● **PASSAGE TO READ**:
So in a lot of ways, this just makes the court look a lot more political than they like, and they’re really, at least from my perspective, they’re really trying to, or they’re really avoiding some of the standard operating procedures that have always guided them just so they can enter into the political fray.

And in some ways just this seems like an old game of Calvin Ball, if you remember Calvin and Hobbs, where the rules just seem to change in any given circumstance in any given case. What it looks like is the court has their prior preference and then they reason backwards to in whatever way they can. With the legitimacy of the court really being called into question now, this is not a place where they need to be.

Lori Walsh:
Let’s dive further into that by holding up two cases that are interesting accordingly. And that’s the Harvard affirmative action race-based college admissions case versus this case that talks about redistricting and using race information to redistrict something because the court seems to be saying two separate things.

Are they saving two separate things? Are they not? Dave, help us understand what’s happening into these two cases and how they are in conversation with each other.

David Wiltse:
Well, I’ve never really thought of how they’re kind of interplaying with each other before. But I mean with this Harvard case, we’ve seen the court since the case stemming from UC Davis versus Bakke, or Bakke versus Davis.

The court has been gradually trimming back affirmative action since the 1970s. And affirmative action really began in earnest, late 60s, early 70s. This is just a continuation of this pattern.

In each of these cases, and they’ve popped up in several places over the past 30, 40 years where the court has been whittling down the amount that race can be used in these decisions. So in many respects, this is not a huge surprise when it comes to their eventual ruling on this.

The political payout for this is pretty patent, affirmative action has never been terribly popular in the country, particularly amongst white Americans. So the court really is on pretty safe political ground on this one.

Lori Walsh:
And Lisa, yet they say when it comes to redistricting, you can look at race-based remedies, but you can’t make it the predominant factor in drawing district lines.

Lisa Hager:
Right. So there’s always a bunch of cases relating to redistricting where you can’t just be drawing those district lines basically around neighborhoods that tend to be populated with certain races … what they often refer to as political apartheid, so to speak.

And so instead, you’re supposed to be using a variety of factors that would essentially still create a district that would produce a non-white member of Congress. That’s where we get that idea of majority / minority districts.

They have a majority of African-Americans or Hispanics or really whatever racial or ethnic group you’re paying attention to, but it’s not necessarily always going to produce that particular race or ethnicity in the member of Congress. It just increases the likelihood that it would be.

There are instances where you can do this, but the reason for it is so that you are not diluting their vote or spreading them out amongst different districts so that you could never actually see an African-American being elected to Congress in that area despite having a large population of African-Americans, or same thing with a Hispanic member of Congress.

So that’s what they’re doing here, which is allowed in terms of ensuring that we do not see discriminatory voting practices on the basis of race.

David Wiltse:
In the 1982 amendments to the ’65 Act. I mean, that really cleared the way for these majority / minority districts. It doesn’t go so far as to mandate their creation, but it does set up a set of rules in how we can go about trying to ensure good descriptive representation.

The kind of interesting fault line in this case is you have the Supreme Court on the one hand when it comes to individuals going into university or college or whatever institution we’re talking about with affirmative action saying it’s not constitutional to use race in these individual cases.

● **DATA ENTRIES**:

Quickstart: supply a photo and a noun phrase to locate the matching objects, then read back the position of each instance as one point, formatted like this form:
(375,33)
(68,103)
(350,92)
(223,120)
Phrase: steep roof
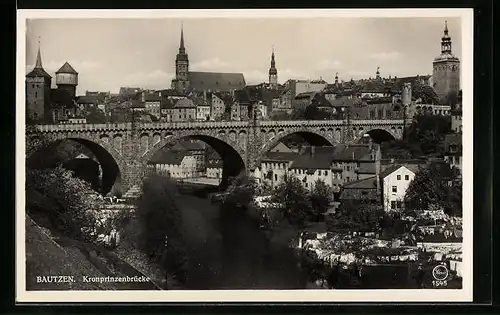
(168,157)
(216,81)
(165,103)
(321,159)
(366,183)
(392,169)
(225,97)
(38,72)
(367,168)
(279,156)
(184,103)
(87,100)
(61,97)
(352,152)
(66,68)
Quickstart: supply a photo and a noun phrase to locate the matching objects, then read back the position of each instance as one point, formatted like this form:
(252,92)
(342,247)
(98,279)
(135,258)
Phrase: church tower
(446,68)
(273,73)
(67,79)
(181,81)
(38,83)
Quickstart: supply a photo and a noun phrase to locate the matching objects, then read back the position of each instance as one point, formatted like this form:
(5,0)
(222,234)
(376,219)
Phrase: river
(234,254)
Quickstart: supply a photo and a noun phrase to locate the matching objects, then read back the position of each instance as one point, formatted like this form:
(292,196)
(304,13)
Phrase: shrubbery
(161,235)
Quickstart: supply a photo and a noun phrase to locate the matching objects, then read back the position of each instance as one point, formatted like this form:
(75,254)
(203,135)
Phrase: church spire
(446,40)
(38,57)
(182,50)
(273,72)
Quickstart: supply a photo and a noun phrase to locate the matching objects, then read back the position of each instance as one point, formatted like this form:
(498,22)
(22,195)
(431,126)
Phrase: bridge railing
(212,125)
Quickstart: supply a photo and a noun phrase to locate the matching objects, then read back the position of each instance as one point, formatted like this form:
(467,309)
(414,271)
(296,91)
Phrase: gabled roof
(225,97)
(61,97)
(352,152)
(367,168)
(279,156)
(38,72)
(216,81)
(66,68)
(184,103)
(165,103)
(366,183)
(168,157)
(321,159)
(87,100)
(391,169)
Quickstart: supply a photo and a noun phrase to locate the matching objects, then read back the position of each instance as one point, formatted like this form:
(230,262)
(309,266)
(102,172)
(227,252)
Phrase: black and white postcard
(244,155)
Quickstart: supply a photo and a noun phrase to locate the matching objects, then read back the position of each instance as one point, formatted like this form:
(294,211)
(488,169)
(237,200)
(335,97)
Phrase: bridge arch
(313,137)
(231,152)
(379,135)
(107,157)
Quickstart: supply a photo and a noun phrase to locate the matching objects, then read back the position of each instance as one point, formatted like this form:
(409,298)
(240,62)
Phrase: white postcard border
(398,295)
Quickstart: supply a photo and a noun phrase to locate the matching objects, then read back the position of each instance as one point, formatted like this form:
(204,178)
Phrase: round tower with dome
(446,68)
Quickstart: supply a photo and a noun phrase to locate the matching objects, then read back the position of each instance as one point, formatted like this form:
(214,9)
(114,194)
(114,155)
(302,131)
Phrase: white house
(203,112)
(174,164)
(394,183)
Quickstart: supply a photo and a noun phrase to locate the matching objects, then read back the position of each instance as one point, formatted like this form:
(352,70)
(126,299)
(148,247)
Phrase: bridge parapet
(84,127)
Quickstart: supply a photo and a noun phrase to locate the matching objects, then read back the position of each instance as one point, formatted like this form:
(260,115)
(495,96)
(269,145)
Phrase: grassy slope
(47,255)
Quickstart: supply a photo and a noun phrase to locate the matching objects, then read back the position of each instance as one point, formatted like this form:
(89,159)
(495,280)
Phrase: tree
(358,216)
(437,185)
(240,192)
(425,92)
(320,198)
(161,236)
(297,206)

● **PROBLEMS TO SOLVE**:
- a) In the Supreme Court discussion, what does David Wiltse say the 1982 amendments to the '65 Act cleared the way for?
- b) Who are the people labeled as speakers in the Supreme Court discussion?
- c) Write the next part of the Supreme Court discussion, starting after its final sentence.

● **ANSWERS PROVIDED**:
- a) Majority / minority districts.

- b) Lori Walsh, David Wiltse, Lisa Hager

- c)
But we do have an interest in trying to have good descriptive representation in the larger institutions so that Congress or state legislatures look more like the constituents that they’re representing.

So in that regard, I’m not terribly surprised that the court continued to give their constitutional countenance to majority / minority districts. It can’t be the predominant factor in districting, but it certainly allowed under some fairly well-described circumstances.

Lori Walsh:
So going back to what we were saying about questions about the legitimacy of the court, and really, I mean, I’m thinking about how we report on the court as a political institution instead of as a legal institution, there’s differences in the choices that you would make in reporting, for example.

Do these two cases settle that down a bit because we’re watching them follow rules and precedent that we feel is established that makes sense to us?

Certainly, if they had flipped the decision on the Voting Rights Act, it would’ve been the top story for a long time. What do these cases do to that?

And then, do the justices think about that, or do they make these decisions outside of an awareness that they’re being watched because of recent ethics scandals and other decisions that the scrutiny is high?

Do they think about their own legitimacy,?

Lisa Hager:
Oh, yeah, definitely. So quite a bit of my research looks at this issue of institutional legitimacy and how the court perceives that and uses court curbing legislation as a way to gauge what their current institutional legitimacy is.

When they’re kind of seeing that there are these court curbing bills being introduced, and they’re coming especially from members of Congress who actually tend to agree with them most of the time, that’s really a clear signal that their institutional legitimacy is in decline.

Because we also know that members of Congress are not actually … well, at least previously. I think maybe some of them do actually want to pack the court and do some of these various changes to their composition and even their jurisdiction. But in general, they really don’t want to make those kinds of changes.

They really just want to try and get to the Supreme Court to come back in line with congressional preferences and essentially the preferences of their constituents that are going to be pleased with the fact that their member of Congress introduced a bill that would restrict the Supreme Court’s power in some particular way.

David Wiltse:
And I would just add that in this districting case, politics is not absent here, both parties are cross-pressured on this.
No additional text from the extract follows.